В 1932 году (еще одна реакция на упомянутый выше партийный пленум) сносится малоэстетическая каменная ограда горсада. Вместо нее устанавливается декоративная литая чугунная решетка. Рассказывают, что ее узор был снят с ограды питерского Летнего сада, для чего группа мастеров специально ездила в Ленинград для изучения оригинала. Так это или нет — в любом случае, решетка радовала глаз. Не было, наверное, в городе ни одного нормального человека, которому бы она мешала. Тем не менее, нашлись руководящие лица, распорядившиеся ее убрать. Внятного объяснения этой акции так и не прозвучало. Да и могло ли прозвучать? Кто осмелился бы возражать против высокого решения?

Сейчас название «горсад» существуешь лишь в названии троллейбусной остановки, иногда прорывающемся у водителей со стажем. Но что кроется за этим названием, знает не так уж много людей. Территорию горсада считают часть парка Щербакова. По сути дела, теперь так оно и есть, хотя формально эта территория, ограниченная Университетской, проспектом Павших Коммунаров и подъездными путями ДМЗ, парку не подчинена.

[ИСХОДНЫЕ ДАННЫЕ]
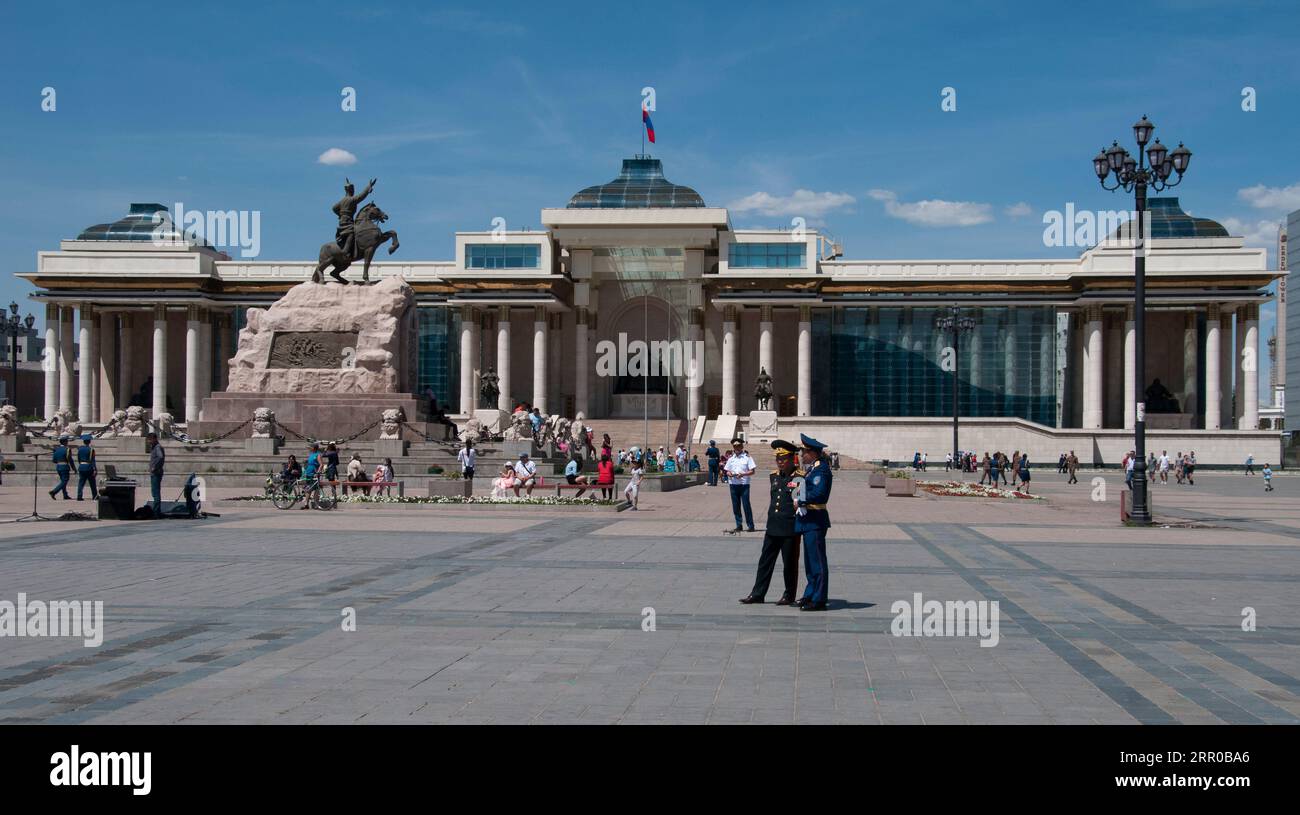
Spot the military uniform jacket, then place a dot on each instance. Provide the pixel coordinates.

[ЗАДАНИЕ 1]
Ответьте по тексту о горсаде, помечая ответы так же:
(а) Что установили вместо снесенной каменной ограды?
(б) В какой город, по рассказам, ездила группа мастеров?
(в) Чем ограничена территория горсада?
[ЗАДАНИЕ 2] Зачем, согласно тексту о горсаде, группа мастеров ездила в Ленинград?
[ЗАДАНИЕ 3] Продолжите текст о горсаде с того места, где он заканчивается.

[ОТВЕТ 1]
(а) Декоративную литую чугунную решетку.
(б) В Ленинград.
(в) Улицей Университетской, проспектом Павших Коммунаров и подъездными путями ДМЗ.

[ОТВЕТ 2] Мастера ездили изучать оригинал, то есть ограду Летнего сада. По рассказам, узор новой чугунной решетки горсада был снят именно с нее.

[ОТВЕТ 3]
Но вернемся в 1931 год. Центральный парк города решено было закладывать на открытом участке степи, который вздымался непосредственно за речкой Бахмутка, у так называемой Скоморошной балки. В то время по Бахмутке начиналось формирование каскада водохранилищ. Нынешний первый городской пруд тогда уже существовал и выступал отправной точкой этого каскада.

Вообще, градостроительные проекты 30- х годов предусматривали в качестве основного принципа реконструкции и развития Сталино его максимально возможное заселение. Первый генплан, разработанный в 1932 году, содержал программу создания зон отдыха на четырех городских прудах и водохранилища на Кальмиусе. Последнее должно было состоять из пяти частей. Две их них, место расположения которых определялся отрезок реки за Гладковкой, так и не возникли — а ведь, согласно плану, именно вокруг них намеревались развернуть грандиозный лесной массив.

Вся эта система называлась «два мощных водно — зеленых диаметра». Ее реализация позволяла органично расчленить город на три сектора. И, хоть в жизнь план был проведен не вполне, структура центра города сама идея все-таки определила. Добавим, что в идеала план предусматривал наличие на перспективу 58,07 квадратных метров зеленых насаждений на каждого жителя города.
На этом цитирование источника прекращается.